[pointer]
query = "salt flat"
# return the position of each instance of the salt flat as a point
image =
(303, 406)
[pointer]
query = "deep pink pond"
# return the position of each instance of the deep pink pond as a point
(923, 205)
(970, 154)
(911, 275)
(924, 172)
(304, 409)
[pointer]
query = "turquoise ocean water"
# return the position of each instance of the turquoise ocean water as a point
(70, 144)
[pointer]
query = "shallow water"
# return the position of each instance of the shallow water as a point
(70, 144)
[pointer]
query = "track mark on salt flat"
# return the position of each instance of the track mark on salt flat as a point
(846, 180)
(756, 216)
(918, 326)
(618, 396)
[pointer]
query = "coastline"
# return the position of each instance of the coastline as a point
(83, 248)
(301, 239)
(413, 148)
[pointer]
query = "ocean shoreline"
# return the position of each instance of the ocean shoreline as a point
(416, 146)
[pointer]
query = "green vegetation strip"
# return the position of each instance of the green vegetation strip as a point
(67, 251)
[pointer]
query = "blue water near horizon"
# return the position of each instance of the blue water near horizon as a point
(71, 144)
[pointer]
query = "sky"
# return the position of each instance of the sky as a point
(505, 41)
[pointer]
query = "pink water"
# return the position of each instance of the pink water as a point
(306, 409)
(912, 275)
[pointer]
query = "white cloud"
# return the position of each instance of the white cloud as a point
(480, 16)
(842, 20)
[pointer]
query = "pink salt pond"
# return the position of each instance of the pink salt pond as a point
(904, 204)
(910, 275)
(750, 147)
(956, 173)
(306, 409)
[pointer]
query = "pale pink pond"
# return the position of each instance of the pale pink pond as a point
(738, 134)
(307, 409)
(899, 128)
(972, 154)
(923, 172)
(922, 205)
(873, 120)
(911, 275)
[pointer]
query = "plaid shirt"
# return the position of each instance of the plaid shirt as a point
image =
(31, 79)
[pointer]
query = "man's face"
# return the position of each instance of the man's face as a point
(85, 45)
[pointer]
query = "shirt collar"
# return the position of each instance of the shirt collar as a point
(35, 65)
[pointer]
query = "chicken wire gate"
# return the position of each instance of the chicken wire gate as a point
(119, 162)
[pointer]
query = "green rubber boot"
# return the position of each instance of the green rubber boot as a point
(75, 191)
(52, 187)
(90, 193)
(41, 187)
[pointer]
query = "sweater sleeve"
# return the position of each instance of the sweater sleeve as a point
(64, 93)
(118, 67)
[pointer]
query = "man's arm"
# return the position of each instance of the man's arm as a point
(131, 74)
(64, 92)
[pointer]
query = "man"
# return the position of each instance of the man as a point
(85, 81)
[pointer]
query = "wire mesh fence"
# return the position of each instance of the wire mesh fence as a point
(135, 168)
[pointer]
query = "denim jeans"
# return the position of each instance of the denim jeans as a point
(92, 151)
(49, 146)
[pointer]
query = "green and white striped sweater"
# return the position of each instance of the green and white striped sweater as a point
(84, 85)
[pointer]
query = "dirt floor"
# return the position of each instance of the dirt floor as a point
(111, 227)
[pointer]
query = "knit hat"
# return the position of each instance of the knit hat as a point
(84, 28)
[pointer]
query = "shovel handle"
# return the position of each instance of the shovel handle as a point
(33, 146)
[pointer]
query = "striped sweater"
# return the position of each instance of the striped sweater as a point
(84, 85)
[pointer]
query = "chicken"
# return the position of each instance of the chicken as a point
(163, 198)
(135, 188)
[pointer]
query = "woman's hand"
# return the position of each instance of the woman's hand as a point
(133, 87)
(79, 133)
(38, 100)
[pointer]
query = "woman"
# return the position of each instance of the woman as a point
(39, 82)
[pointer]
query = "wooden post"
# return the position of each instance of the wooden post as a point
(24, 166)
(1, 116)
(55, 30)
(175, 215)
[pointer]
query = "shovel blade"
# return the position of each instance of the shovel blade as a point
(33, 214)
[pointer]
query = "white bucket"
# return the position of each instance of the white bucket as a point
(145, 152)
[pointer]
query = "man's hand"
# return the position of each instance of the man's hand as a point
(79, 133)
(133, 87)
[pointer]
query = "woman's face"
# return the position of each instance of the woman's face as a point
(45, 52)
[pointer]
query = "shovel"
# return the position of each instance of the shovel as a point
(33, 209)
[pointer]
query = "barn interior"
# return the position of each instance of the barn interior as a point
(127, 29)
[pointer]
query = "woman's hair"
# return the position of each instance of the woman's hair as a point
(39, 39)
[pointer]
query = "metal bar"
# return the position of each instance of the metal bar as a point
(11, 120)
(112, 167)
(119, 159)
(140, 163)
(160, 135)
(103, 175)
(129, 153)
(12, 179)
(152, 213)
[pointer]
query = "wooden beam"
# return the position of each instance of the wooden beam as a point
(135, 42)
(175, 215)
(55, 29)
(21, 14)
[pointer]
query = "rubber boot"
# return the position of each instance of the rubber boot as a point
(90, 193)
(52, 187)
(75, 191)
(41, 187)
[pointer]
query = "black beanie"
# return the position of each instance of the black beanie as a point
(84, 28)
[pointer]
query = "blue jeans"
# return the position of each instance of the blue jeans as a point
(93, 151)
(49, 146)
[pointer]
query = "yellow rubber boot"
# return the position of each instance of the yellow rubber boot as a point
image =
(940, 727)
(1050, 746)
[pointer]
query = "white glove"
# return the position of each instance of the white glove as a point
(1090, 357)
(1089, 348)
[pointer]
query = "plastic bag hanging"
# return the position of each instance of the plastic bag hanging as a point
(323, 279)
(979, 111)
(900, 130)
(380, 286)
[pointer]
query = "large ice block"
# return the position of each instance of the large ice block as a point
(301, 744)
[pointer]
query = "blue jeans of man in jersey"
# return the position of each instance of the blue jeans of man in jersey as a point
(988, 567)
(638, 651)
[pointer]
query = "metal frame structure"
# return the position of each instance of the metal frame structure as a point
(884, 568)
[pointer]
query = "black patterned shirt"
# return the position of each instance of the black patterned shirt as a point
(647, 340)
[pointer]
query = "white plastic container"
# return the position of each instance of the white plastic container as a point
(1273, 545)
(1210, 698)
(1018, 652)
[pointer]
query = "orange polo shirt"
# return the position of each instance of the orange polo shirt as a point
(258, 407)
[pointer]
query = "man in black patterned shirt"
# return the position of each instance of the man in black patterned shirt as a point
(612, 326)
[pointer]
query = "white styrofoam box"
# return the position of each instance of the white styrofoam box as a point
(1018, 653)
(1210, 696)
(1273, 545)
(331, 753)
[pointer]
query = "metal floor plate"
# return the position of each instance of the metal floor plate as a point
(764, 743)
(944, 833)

**********

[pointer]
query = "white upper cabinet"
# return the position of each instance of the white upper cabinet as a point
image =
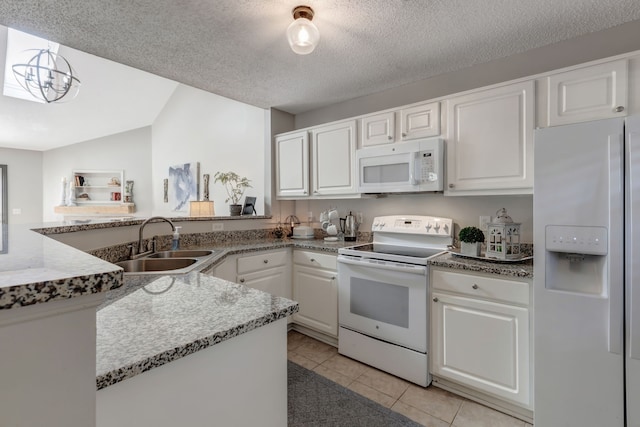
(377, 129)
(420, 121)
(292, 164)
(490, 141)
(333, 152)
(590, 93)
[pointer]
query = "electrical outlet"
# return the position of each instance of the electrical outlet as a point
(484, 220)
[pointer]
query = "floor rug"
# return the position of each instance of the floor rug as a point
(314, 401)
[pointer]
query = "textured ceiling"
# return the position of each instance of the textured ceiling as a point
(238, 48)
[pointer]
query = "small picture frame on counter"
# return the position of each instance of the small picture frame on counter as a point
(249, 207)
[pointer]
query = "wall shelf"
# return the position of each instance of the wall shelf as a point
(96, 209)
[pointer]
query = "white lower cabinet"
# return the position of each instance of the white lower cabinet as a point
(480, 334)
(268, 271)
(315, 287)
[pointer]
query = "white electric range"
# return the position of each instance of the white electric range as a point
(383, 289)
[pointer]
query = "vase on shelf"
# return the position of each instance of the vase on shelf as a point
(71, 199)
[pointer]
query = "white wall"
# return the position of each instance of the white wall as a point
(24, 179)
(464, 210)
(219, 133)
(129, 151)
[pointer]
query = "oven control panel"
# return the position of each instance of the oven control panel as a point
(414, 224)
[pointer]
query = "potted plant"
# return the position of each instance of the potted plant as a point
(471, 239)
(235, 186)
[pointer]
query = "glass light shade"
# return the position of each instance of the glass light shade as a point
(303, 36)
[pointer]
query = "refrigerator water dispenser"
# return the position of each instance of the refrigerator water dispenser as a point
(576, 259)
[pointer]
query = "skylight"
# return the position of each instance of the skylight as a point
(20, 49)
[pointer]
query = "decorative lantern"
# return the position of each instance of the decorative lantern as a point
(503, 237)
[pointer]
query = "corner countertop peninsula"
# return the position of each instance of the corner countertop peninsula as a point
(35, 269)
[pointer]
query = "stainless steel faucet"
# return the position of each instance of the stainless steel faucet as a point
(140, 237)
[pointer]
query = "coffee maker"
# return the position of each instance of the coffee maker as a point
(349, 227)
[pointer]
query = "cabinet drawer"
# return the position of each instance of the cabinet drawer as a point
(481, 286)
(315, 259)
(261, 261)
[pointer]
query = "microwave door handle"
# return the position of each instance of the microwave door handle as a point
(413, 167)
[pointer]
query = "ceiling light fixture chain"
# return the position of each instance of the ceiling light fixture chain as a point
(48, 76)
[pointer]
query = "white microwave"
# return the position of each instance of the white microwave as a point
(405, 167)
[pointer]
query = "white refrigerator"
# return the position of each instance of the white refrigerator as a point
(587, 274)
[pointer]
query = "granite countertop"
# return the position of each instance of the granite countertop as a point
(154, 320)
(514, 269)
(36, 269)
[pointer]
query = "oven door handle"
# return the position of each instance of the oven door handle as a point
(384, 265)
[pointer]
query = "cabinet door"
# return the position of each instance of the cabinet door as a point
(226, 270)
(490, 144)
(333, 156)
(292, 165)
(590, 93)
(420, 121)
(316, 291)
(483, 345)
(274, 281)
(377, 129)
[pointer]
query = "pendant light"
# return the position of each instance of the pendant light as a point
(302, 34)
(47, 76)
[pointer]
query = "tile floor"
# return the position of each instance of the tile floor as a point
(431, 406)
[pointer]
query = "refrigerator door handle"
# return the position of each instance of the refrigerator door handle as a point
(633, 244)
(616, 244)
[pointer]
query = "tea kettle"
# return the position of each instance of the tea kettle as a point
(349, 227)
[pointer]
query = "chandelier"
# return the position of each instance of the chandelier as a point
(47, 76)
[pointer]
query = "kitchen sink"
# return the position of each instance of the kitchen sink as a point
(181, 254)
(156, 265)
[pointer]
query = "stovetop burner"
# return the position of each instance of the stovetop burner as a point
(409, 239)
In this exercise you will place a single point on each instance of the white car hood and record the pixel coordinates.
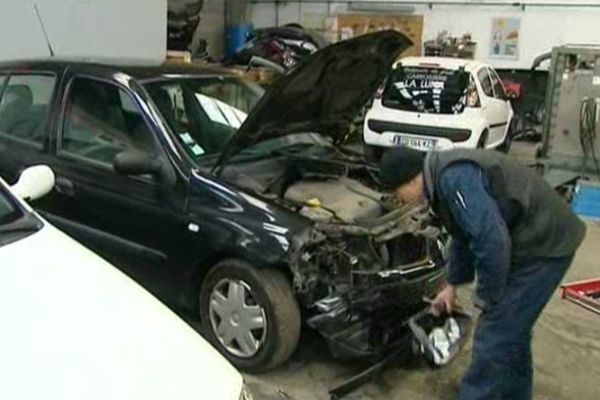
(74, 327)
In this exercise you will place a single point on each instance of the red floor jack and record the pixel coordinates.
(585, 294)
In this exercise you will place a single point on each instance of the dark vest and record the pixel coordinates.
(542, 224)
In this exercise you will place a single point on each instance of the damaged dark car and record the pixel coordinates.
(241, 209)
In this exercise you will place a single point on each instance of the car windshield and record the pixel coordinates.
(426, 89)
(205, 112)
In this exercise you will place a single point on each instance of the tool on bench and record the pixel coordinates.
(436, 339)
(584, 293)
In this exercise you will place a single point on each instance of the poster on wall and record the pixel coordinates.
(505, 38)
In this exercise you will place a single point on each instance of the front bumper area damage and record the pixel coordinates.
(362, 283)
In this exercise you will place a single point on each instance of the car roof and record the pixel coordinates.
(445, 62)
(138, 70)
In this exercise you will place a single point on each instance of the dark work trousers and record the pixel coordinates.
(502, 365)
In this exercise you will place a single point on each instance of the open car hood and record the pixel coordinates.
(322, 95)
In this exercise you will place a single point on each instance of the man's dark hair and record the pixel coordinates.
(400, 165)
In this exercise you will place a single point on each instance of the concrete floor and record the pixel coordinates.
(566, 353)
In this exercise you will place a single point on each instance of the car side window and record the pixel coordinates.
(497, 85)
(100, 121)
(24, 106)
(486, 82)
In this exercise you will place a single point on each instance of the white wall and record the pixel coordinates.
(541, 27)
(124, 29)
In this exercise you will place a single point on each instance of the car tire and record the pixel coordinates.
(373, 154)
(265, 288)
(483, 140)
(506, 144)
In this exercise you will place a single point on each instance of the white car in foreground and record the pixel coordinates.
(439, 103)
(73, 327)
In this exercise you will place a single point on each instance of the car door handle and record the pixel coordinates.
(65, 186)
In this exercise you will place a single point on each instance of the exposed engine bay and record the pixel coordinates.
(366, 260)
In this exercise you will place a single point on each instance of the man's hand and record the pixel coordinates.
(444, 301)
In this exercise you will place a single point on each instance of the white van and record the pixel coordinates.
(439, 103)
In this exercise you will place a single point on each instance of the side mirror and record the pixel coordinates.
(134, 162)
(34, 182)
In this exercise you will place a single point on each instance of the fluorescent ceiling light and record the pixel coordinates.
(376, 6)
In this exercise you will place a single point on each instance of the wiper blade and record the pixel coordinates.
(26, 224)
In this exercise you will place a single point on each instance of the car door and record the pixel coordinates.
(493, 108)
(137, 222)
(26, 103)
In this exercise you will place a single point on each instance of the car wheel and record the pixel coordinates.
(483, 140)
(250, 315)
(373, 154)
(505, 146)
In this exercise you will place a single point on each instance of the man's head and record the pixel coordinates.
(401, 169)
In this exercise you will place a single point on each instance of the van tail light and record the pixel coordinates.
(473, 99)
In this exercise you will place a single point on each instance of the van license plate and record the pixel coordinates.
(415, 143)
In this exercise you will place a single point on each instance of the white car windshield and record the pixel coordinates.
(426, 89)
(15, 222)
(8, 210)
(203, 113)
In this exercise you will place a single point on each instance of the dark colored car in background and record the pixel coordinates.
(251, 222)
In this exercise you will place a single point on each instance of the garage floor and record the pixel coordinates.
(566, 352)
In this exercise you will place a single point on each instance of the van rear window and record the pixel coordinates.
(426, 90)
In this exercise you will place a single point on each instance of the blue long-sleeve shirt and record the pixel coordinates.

**********

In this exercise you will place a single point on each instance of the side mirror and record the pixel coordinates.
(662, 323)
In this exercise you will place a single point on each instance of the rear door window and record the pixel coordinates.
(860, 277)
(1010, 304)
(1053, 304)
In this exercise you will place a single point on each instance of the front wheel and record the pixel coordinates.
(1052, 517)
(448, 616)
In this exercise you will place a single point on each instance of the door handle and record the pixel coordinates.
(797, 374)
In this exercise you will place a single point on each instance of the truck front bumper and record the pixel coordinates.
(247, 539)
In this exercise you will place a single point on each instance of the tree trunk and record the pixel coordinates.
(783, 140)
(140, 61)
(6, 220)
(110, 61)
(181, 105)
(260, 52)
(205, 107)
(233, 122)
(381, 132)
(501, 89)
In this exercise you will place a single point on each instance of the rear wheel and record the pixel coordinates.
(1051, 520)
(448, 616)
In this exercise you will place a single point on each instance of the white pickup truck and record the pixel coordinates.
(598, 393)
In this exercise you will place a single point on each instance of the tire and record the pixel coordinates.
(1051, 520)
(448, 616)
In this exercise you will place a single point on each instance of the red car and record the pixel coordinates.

**********

§ WORK TO BE COMPLETED
Can you pick out every line in the records that contains the word "drawer" and copy each one?

§ OUTPUT BELOW
query = "cabinet drawer"
# return the position of each instance of the cabinet drawer as a point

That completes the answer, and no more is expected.